■ Task to complete ■
Search the data for the word "handbag" and copy every line where it occurs.

■ Data records ■
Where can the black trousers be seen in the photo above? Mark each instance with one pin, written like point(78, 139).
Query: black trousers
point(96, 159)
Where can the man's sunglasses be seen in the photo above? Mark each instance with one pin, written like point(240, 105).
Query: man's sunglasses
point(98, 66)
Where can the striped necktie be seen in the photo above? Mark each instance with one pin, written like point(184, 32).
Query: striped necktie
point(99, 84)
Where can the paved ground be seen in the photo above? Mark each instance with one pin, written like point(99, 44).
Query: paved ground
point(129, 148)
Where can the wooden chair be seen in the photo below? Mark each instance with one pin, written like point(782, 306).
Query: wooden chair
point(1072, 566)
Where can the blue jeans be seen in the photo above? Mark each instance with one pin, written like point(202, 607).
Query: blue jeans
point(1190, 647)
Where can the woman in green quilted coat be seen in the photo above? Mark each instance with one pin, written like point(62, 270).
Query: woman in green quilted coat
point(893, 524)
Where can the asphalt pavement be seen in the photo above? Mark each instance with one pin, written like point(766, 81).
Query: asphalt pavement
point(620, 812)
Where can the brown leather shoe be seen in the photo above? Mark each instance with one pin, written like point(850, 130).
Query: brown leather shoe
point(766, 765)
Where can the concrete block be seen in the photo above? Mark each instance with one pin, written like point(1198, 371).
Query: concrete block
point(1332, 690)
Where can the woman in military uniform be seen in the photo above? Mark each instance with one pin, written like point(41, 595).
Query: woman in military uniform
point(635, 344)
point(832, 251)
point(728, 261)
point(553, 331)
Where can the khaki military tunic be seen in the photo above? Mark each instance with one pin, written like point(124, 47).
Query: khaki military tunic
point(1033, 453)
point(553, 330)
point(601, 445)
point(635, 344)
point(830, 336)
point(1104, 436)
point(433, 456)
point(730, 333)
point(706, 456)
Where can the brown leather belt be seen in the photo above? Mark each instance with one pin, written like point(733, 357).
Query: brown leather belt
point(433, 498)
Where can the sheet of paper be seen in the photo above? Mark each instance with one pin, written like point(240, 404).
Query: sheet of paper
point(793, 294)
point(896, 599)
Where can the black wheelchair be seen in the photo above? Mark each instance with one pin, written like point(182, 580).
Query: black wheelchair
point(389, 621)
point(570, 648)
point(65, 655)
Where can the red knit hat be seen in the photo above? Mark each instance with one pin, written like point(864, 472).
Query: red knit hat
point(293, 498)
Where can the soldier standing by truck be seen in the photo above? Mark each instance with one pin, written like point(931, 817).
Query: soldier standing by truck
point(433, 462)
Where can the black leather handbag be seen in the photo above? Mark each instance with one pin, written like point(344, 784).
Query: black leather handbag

■ Answer to the exercise ■
Where can the black leather handbag be seen in the photo above? Mark each instance with one pin, written like point(344, 784).
Query: black leather handbag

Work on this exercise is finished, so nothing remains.